## Страница
################

Да не обольстится читатель. Никакого Кафки в этом кафкианстве, никакого Оруэлла в этом оруэллизме не сыщется. И даже “старого” Зиника: с ядреными совокуплениями, тщательно прописанными гениталиями, совково-матерно-экзистенциальным жаргоном “застоя” и язвительными репортажами о либеральной шебутне заграничья. Сейчас все сухо, все кратко, все конспективно. Словно автор расписку дает: да, умею и это, и это, и под Кафку писать, и под соцарт, и под самого себя, и против самого себя. Умею все. Но пальто трачено молью и развалилось; так зачем тогда это все?
И лишь один пассаж в финале объясняет зачем.
“...все эти годы, до всего того, что случилось в Москве, у нее была своя тайна под цветным стеклышком” — “некий клад у дальнего забора ее души... куда можно было заглянуть, когда совсем одиноко”, — “смутное подобие некой страны, некой другой родины, дома, забытого, но всегда существующего...”. “И вот эта Россия навсегда исчезла” — и надо “начинать новую жизнь, жизнь в одиночку, без этой самой родины-родинки...”. Вот зачем конспект конспекта, зеркало в зеркалах. Ради поиска одной-единственной болевой точки. “Здесь” она и нашлась — именно тогда, когда потерялась.
Однако контекст журнала, в котором “Моль” опубликована, подставил Зинику еще одну — роковую — подножку. Контекст этот “Моль” уничтожает. Не опровергая ее, а, наоборот, многократно дублируя. Выясняется: боль от ампутированной реальности — тоже не зиниковское открытие, она тоже размножена и повторена в зеркалах. Если И. Яркевич, сосед по журналу, вторичен “после Зиника” в клоунском осмеянии загадочной русской души, то Зиник вторичен рядом с, ну, хотя бы Ф. Розинером. Тот еще короче, еще четче и суше, чем Зиник, резюмирует случившееся.

################

## Записи данных
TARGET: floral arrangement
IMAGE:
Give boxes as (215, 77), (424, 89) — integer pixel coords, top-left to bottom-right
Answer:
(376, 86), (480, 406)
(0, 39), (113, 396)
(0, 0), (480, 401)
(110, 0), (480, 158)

################

## Цель
Перескажите кратким списком абзац страницы, который начинается словами «Однако контекст журнала». Сохраните его главные факты.

## Ответ
- Журнал, в котором опубликована «Моль», подставил Зинику еще одну, роковую подножку.
- Этот контекст уничтожает «Моль» не опровержением, а многократным повторением ее темы.
- Боль от ампутированной реальности тоже не открытие Зиника: ее многократно повторяют другие авторы.
- И. Яркевич, сосед по журналу, вторичен «после Зиника» в клоунском осмеянии загадочной русской души.
- Сам Зиник вторичен рядом с Ф. Розинером, который резюмирует случившееся еще короче, четче и суше.